What you are asked to do:
Every line from the start of the records below to the line containing "TARGET: purple flower petal" should be retyped exactly, that line included, and no others.

Point-per-instance localization data
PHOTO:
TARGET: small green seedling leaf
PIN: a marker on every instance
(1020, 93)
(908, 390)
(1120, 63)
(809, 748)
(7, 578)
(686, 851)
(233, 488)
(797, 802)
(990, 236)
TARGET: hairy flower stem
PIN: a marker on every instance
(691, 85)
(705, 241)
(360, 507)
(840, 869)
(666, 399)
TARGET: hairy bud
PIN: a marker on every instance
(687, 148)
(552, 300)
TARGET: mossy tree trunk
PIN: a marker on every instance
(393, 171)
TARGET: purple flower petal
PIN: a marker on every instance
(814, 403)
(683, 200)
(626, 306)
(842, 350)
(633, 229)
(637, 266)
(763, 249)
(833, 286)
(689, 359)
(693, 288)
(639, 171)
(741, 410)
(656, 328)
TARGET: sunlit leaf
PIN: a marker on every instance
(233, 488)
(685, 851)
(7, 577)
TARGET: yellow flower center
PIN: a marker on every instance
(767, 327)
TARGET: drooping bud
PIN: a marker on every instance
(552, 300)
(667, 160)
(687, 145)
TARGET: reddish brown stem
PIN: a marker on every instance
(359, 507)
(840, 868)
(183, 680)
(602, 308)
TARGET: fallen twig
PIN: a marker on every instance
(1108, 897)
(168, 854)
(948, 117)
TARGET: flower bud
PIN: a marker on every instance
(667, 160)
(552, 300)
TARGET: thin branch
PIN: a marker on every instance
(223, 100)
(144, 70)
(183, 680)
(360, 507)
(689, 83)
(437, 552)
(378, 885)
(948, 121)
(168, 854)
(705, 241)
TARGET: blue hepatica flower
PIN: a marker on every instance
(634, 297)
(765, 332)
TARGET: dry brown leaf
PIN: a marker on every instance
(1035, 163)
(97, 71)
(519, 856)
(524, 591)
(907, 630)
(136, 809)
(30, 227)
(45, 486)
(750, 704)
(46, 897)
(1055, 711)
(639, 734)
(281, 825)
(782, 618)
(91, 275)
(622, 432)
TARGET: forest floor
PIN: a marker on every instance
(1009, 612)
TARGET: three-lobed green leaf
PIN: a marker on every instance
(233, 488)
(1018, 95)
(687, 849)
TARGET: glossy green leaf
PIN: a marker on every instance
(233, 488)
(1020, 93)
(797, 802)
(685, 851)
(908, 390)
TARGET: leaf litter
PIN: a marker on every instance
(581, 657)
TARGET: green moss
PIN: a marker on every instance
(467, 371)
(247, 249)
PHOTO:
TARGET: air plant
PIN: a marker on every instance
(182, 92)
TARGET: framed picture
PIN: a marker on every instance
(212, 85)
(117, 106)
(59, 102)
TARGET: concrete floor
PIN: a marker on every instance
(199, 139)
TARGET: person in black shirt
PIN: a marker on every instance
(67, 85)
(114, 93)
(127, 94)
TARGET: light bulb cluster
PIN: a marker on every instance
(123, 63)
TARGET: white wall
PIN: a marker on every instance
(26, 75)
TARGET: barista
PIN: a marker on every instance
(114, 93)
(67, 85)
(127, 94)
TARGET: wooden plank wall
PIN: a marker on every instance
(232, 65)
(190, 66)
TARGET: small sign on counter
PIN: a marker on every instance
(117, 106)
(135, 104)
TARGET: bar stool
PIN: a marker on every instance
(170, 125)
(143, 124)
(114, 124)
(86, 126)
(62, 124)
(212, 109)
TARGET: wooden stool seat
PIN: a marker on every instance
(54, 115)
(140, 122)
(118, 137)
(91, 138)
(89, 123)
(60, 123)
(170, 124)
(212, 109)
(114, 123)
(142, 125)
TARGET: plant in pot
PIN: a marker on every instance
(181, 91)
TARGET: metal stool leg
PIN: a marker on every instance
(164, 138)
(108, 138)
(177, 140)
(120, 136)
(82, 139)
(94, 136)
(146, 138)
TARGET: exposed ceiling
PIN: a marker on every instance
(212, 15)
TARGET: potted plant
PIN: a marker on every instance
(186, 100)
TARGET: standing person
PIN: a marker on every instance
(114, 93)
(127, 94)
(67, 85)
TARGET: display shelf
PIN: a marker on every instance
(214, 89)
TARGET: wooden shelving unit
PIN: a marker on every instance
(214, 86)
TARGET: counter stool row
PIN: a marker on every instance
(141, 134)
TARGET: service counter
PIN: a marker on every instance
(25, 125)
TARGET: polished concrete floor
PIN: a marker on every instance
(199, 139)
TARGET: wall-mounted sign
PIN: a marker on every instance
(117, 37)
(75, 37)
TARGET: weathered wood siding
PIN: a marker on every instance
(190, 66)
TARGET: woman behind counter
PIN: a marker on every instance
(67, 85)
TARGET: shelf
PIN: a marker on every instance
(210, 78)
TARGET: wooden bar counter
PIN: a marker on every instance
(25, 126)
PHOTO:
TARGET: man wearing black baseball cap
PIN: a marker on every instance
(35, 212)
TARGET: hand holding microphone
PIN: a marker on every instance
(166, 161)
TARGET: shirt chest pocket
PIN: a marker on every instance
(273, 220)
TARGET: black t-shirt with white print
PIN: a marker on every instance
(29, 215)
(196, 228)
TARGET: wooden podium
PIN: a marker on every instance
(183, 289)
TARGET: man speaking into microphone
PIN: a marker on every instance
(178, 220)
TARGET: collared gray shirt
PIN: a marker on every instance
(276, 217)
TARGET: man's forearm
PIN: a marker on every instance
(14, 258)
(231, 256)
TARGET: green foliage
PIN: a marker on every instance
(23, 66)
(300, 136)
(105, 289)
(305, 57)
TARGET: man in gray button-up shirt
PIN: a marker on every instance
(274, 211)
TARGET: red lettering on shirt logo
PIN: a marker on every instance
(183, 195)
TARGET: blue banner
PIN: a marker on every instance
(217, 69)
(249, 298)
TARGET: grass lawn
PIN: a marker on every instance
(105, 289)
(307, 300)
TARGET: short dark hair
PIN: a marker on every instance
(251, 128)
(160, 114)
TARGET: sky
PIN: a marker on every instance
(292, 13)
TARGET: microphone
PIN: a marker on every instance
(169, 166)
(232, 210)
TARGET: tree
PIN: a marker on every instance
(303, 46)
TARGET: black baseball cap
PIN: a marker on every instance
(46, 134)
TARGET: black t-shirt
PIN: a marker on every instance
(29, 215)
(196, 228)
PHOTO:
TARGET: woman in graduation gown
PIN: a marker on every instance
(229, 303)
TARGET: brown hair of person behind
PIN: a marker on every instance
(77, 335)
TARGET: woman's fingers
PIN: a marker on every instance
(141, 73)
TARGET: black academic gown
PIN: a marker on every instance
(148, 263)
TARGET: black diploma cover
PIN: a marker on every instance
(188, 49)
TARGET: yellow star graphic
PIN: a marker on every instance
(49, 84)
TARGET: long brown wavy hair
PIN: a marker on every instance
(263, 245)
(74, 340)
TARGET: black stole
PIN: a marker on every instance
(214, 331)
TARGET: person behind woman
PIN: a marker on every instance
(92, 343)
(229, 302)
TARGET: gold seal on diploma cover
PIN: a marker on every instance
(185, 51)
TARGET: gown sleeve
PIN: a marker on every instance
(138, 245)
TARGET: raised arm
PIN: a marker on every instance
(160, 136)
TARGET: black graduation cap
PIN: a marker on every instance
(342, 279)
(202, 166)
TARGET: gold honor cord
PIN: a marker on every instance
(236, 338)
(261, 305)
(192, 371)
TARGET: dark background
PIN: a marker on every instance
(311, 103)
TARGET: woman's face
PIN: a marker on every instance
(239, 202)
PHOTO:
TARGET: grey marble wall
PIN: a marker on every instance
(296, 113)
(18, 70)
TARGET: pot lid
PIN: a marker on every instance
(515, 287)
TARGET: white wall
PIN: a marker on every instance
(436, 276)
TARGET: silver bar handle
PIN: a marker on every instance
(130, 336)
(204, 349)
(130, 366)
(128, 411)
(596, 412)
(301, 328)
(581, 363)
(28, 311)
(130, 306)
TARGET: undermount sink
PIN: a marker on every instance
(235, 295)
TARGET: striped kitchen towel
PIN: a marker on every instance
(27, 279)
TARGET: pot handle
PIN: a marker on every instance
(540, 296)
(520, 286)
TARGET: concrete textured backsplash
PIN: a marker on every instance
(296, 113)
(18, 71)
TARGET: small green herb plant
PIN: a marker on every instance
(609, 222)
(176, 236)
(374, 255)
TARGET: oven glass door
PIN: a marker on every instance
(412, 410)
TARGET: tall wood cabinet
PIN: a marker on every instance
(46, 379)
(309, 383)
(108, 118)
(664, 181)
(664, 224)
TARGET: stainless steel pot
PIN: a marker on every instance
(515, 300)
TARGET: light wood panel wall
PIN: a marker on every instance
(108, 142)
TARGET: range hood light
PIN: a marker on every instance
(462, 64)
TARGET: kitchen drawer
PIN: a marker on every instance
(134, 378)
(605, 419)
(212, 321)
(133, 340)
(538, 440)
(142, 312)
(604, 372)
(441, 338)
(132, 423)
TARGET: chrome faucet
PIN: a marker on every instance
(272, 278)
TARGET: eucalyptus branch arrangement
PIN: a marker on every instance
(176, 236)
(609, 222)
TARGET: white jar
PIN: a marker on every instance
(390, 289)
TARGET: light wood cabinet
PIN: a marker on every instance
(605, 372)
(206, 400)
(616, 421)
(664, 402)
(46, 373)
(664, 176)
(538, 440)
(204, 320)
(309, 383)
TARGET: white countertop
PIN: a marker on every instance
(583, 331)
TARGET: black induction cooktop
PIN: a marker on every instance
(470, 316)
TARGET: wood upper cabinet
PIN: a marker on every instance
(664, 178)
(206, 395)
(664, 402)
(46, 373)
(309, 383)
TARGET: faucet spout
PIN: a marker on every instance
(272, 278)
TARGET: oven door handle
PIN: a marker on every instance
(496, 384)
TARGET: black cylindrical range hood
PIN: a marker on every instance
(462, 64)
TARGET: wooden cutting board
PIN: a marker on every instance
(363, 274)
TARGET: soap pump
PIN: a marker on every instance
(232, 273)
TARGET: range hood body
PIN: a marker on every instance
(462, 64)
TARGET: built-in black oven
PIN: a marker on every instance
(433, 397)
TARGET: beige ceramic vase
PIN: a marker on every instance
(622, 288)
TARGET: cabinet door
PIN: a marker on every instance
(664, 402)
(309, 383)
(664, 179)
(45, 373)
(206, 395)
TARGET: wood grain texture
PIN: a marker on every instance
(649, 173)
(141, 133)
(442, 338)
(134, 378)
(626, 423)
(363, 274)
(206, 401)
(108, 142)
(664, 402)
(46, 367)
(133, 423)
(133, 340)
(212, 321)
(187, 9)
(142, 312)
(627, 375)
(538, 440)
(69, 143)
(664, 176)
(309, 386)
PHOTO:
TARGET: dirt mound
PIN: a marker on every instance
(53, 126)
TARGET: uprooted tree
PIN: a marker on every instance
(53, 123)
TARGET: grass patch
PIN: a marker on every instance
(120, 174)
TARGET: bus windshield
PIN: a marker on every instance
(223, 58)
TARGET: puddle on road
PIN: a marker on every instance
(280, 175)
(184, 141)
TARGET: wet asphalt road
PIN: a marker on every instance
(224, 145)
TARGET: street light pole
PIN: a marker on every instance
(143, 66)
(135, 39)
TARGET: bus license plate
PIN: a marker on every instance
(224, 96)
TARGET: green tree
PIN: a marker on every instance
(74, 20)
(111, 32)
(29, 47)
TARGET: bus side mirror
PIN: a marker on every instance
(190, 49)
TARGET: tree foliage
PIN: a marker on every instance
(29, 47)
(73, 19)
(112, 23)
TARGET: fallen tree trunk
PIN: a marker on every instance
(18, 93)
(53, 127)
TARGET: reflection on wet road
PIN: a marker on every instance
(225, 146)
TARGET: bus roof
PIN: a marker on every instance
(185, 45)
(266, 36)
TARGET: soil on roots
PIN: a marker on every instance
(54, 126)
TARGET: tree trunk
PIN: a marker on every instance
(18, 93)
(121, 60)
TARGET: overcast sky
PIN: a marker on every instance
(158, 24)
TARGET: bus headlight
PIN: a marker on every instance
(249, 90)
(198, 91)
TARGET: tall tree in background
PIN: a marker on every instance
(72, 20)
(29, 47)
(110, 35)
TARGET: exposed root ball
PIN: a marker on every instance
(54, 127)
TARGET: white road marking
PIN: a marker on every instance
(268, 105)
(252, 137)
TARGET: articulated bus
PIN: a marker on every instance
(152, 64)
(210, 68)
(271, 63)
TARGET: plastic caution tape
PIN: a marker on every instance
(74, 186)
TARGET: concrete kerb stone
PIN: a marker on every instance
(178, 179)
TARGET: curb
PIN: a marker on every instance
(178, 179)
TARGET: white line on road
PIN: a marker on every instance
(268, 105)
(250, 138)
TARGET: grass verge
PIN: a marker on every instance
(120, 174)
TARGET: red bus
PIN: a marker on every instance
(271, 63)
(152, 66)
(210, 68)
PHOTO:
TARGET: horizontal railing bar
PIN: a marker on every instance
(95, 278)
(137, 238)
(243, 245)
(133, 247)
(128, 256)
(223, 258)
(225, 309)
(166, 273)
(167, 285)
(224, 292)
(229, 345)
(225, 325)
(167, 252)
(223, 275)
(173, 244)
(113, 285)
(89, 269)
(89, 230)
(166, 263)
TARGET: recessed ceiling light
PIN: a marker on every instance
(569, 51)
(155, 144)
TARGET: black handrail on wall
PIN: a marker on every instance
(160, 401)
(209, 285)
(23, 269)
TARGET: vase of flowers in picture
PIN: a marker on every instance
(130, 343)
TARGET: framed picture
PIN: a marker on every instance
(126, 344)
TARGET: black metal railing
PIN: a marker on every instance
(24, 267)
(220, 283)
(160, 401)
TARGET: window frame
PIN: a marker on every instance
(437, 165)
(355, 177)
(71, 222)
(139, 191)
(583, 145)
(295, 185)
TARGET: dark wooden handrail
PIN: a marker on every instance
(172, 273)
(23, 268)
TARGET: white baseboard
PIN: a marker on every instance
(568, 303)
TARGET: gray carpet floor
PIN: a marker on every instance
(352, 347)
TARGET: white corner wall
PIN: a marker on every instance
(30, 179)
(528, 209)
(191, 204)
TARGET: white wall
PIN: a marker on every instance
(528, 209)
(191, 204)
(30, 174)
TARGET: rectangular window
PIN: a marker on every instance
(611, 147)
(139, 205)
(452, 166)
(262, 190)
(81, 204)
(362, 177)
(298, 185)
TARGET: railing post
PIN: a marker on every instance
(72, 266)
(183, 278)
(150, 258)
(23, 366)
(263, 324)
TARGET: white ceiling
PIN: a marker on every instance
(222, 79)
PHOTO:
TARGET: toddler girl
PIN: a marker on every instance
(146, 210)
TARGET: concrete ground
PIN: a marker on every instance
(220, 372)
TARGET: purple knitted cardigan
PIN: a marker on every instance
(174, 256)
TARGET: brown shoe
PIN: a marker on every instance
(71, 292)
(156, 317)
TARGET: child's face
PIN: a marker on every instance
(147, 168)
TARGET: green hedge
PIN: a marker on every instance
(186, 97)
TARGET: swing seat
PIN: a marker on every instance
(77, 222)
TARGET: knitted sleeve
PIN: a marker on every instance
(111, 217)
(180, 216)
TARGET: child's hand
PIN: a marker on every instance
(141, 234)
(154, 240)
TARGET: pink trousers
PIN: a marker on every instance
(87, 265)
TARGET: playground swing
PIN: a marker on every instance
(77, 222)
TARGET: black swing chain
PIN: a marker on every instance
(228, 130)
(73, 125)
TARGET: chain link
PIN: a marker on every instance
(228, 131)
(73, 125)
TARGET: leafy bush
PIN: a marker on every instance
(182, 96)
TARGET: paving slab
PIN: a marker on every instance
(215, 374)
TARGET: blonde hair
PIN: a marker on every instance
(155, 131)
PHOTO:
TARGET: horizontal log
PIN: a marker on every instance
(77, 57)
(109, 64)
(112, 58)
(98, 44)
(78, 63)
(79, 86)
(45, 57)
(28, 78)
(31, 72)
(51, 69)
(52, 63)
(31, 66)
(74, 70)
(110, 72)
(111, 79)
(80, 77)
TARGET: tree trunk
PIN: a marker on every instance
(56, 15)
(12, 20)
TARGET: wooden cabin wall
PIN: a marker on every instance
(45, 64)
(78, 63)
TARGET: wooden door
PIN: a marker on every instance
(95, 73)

Your solution:
PHOTO:
TARGET: small green seedling leaf
PIN: a marker on every instance
(1020, 93)
(908, 390)
(1120, 63)
(809, 748)
(7, 578)
(686, 851)
(233, 488)
(797, 802)
(990, 236)
TARGET: hairy flower stem
PIN: a marker on every instance
(691, 85)
(705, 241)
(360, 507)
(840, 869)
(666, 399)
TARGET: hairy bud
PIN: a marker on every instance
(687, 148)
(552, 300)
TARGET: mossy tree trunk
PIN: a marker on every instance
(393, 171)
TARGET: purple flower petal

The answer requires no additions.